- **RECORDS TO USE**:
# # #

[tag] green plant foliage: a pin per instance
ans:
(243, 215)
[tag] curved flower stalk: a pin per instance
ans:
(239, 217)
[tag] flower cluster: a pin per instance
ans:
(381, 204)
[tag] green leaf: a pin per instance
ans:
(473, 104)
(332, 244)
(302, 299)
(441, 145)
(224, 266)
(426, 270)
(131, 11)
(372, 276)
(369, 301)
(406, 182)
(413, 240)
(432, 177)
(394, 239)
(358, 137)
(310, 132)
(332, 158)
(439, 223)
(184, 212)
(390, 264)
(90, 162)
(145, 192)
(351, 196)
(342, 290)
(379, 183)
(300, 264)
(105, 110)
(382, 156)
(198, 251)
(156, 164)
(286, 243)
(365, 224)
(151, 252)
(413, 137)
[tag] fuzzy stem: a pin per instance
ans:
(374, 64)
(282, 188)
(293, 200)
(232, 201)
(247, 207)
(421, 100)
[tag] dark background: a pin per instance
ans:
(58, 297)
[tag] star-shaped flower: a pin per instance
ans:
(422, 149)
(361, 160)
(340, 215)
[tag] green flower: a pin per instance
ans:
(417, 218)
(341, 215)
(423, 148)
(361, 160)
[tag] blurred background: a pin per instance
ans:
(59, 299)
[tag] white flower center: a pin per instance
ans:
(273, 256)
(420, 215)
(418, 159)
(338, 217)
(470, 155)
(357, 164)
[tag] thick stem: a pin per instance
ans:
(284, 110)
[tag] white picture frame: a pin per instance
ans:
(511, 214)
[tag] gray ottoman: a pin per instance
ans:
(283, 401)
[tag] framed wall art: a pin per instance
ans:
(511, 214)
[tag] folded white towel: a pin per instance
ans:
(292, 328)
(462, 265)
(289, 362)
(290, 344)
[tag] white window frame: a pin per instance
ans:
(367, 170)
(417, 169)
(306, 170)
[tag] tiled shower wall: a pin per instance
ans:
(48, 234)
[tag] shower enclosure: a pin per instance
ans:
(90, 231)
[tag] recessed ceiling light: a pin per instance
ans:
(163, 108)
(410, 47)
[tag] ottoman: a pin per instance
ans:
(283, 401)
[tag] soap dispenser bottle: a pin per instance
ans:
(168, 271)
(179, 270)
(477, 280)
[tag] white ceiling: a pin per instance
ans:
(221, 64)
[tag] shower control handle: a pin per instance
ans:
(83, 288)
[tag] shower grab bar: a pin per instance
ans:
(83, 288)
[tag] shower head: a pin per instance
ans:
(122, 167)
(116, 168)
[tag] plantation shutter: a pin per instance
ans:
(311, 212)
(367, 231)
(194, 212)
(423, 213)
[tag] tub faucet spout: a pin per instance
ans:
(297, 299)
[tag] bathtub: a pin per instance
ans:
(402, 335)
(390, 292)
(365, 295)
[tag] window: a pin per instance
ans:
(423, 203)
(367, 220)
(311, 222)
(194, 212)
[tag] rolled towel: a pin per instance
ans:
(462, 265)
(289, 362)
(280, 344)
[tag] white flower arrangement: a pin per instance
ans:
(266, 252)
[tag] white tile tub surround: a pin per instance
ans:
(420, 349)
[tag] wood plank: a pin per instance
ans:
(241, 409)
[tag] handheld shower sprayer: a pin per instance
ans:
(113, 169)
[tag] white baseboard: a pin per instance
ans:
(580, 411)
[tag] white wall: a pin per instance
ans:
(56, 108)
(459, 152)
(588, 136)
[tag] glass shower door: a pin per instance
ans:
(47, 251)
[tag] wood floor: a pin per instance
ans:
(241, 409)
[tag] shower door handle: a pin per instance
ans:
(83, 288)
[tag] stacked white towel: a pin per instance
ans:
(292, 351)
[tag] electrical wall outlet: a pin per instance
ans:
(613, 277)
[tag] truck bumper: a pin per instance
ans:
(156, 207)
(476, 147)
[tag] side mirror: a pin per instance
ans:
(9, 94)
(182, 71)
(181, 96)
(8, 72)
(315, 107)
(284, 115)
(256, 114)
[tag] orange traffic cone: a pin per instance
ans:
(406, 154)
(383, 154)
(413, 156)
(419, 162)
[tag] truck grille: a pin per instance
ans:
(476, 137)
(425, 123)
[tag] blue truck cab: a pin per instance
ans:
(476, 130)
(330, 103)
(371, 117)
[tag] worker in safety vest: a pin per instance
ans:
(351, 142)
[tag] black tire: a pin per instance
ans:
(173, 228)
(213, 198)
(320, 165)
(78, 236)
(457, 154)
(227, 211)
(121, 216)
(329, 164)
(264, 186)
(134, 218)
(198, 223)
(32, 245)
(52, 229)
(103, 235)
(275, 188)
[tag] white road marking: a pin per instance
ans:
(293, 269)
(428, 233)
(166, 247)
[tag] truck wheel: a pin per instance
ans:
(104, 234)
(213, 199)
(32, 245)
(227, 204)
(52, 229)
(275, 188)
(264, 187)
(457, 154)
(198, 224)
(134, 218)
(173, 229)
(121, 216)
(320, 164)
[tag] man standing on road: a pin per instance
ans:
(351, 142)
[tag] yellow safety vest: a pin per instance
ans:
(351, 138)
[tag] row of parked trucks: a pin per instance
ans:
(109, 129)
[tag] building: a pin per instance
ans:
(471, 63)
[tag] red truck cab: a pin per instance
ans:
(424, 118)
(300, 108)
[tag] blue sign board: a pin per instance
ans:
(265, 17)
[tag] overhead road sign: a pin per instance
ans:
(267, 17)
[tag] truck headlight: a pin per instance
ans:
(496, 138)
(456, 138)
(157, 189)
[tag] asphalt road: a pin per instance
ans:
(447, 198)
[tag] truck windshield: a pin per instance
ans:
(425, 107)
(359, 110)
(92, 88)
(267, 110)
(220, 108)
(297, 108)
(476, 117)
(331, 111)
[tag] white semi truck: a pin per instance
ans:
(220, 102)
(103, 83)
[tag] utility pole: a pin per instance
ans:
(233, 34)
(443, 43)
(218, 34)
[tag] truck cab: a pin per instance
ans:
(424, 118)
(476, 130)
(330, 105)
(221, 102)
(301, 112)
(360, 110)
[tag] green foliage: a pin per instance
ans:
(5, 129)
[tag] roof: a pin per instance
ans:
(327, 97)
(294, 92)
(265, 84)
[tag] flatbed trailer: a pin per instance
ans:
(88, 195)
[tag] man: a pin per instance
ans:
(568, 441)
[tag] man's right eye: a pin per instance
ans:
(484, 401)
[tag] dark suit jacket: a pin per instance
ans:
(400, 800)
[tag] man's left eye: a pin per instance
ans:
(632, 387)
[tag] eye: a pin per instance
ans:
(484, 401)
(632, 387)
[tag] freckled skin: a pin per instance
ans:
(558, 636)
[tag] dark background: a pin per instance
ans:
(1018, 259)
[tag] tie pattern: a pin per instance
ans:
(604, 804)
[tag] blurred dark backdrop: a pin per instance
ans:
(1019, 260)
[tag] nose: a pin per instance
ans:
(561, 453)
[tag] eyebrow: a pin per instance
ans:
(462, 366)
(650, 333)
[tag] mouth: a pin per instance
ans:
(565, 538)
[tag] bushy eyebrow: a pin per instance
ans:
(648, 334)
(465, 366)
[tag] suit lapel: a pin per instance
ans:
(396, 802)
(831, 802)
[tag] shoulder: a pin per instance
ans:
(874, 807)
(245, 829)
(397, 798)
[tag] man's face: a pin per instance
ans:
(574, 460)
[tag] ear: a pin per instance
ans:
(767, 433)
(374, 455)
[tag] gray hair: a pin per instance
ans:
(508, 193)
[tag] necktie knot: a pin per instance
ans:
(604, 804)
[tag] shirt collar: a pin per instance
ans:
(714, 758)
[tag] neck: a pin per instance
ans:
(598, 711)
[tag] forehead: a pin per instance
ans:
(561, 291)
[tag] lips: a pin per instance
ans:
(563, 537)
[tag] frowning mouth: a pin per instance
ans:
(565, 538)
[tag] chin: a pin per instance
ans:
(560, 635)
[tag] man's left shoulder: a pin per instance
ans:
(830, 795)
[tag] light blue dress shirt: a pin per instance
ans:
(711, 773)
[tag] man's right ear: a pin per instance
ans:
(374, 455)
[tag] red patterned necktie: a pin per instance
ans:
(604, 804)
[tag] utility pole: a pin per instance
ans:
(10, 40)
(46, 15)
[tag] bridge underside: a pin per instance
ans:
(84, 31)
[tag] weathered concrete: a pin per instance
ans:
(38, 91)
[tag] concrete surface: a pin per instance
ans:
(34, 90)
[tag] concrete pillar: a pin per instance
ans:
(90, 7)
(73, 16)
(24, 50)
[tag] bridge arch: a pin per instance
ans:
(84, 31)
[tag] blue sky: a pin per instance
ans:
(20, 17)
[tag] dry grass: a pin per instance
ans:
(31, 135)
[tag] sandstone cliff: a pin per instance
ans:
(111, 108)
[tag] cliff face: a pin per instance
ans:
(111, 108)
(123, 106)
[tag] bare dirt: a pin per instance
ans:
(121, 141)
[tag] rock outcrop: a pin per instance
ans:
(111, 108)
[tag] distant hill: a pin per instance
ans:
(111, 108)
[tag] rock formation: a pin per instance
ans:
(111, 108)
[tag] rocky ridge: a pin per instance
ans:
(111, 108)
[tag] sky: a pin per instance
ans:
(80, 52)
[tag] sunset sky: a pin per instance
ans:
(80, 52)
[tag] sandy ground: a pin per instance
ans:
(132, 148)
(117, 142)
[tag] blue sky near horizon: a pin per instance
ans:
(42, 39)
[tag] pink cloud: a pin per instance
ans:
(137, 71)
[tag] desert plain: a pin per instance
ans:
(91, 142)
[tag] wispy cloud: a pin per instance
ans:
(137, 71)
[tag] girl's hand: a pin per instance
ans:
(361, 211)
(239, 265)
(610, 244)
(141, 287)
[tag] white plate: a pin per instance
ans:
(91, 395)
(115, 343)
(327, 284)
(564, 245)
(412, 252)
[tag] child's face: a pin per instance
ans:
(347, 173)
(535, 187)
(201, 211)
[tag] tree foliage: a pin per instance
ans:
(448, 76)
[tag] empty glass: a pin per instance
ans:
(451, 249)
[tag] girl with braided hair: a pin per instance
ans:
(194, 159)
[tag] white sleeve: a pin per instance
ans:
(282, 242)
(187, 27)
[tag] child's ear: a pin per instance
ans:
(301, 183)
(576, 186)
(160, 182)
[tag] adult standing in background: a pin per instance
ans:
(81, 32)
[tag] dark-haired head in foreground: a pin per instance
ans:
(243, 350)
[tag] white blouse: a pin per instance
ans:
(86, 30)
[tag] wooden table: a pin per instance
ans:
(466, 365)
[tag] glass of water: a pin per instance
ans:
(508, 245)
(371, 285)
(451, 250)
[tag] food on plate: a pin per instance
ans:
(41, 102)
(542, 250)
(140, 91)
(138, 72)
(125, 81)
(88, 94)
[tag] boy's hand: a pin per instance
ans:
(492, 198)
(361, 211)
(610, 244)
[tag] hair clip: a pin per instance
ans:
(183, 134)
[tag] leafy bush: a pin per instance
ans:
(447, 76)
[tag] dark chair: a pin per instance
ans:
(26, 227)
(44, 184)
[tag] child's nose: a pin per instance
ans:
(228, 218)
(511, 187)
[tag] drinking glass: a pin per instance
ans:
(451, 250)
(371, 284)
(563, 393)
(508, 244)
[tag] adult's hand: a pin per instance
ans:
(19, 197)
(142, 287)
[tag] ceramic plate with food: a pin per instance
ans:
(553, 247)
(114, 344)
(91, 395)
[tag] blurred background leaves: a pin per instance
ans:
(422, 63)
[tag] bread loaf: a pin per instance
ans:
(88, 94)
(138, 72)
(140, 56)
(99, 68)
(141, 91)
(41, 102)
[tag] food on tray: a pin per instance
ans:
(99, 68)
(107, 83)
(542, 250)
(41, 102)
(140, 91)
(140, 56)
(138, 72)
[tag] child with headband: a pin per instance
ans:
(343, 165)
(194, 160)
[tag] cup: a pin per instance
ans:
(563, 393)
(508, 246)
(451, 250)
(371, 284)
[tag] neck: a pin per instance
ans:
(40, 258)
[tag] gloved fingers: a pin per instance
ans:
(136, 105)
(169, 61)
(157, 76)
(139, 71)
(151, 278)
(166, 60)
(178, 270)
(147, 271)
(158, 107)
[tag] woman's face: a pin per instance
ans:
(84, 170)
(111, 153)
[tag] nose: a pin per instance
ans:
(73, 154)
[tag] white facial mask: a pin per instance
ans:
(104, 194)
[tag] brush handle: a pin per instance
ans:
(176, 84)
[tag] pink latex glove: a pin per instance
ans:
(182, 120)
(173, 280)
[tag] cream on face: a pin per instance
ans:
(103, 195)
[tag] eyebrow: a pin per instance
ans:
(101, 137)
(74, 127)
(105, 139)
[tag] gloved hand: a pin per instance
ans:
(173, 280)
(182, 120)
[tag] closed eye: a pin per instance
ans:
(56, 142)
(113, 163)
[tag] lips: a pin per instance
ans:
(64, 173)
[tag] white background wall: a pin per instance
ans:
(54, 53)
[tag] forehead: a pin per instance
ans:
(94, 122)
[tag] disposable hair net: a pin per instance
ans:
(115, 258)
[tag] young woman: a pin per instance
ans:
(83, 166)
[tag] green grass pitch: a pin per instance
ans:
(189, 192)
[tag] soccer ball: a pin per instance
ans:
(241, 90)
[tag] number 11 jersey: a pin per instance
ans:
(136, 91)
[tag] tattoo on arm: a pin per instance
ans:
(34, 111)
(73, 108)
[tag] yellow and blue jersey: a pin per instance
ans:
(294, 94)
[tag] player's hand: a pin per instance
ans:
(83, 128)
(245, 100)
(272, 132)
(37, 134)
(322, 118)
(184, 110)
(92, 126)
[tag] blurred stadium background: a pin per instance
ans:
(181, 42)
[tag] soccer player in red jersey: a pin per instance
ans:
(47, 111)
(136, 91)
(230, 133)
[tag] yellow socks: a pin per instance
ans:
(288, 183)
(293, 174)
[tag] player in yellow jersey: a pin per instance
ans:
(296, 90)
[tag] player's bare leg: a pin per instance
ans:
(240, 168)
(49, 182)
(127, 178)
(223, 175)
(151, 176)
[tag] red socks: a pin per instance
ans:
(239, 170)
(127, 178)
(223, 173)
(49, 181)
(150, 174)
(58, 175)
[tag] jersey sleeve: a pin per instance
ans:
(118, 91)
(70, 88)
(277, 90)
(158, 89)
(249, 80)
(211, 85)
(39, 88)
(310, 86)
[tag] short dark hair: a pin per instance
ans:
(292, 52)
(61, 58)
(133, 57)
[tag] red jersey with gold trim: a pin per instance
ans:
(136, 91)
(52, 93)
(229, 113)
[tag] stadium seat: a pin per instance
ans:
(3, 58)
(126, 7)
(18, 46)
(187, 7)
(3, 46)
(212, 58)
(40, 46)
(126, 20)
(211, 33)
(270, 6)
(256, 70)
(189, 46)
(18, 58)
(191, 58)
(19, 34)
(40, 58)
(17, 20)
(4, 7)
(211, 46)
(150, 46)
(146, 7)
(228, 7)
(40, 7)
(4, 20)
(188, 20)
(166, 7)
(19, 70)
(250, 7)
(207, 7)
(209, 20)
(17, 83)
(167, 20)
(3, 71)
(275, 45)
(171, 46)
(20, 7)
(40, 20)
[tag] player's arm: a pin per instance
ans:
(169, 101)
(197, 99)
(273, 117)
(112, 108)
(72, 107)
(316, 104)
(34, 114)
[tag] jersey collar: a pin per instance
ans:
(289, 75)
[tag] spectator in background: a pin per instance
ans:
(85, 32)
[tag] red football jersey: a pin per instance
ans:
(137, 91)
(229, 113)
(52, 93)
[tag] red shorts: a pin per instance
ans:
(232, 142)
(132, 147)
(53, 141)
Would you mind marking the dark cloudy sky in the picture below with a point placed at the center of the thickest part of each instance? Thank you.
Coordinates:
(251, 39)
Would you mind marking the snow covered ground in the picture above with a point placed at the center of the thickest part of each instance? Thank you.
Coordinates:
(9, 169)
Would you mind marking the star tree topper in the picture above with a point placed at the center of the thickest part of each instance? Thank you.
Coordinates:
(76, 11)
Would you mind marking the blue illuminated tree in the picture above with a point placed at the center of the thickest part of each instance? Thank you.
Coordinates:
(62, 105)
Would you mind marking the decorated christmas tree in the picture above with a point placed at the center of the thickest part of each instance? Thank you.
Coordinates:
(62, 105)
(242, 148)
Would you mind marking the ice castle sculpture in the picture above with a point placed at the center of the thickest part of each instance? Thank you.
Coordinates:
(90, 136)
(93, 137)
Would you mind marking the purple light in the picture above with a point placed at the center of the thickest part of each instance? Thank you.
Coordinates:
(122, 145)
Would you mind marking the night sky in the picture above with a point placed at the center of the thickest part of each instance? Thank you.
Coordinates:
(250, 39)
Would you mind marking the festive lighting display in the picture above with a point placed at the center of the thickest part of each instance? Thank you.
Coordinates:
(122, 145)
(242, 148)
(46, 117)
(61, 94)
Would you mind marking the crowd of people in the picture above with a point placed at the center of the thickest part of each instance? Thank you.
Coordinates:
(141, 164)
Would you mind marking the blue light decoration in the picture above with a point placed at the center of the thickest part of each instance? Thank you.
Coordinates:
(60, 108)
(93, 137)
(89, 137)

# # #

- **PROBLEM DESCRIPTION**: From the line holding "Would you mind marking the ice" through the last line above, reproduce each line exactly and add nothing.

- **CORRECT ANSWER**:
Would you mind marking the ice castle sculpture in the picture above with a point placed at the center of the thickest part of each instance? Thank you.
Coordinates:
(90, 136)
(93, 137)
Would you mind marking the purple light in the picture above with a point placed at the center of the thickest part of each instance? Thank you.
Coordinates:
(122, 145)
Would you mind marking the night sky in the picture above with a point placed at the center of the thickest part of each instance? Thank you.
Coordinates:
(250, 39)
Would you mind marking the festive lighting display in the picture above with a point placed at the center of the thickest part of each instance? Thank you.
Coordinates:
(122, 145)
(242, 148)
(46, 117)
(61, 94)
Would you mind marking the crowd of people in the picture above with a point placed at the center of the thickest part of each instance? Thank you.
Coordinates:
(141, 164)
Would you mind marking the blue light decoration in the picture above with a point placed at the center of the thickest part of each instance? Thank you.
Coordinates:
(60, 108)
(93, 137)
(89, 137)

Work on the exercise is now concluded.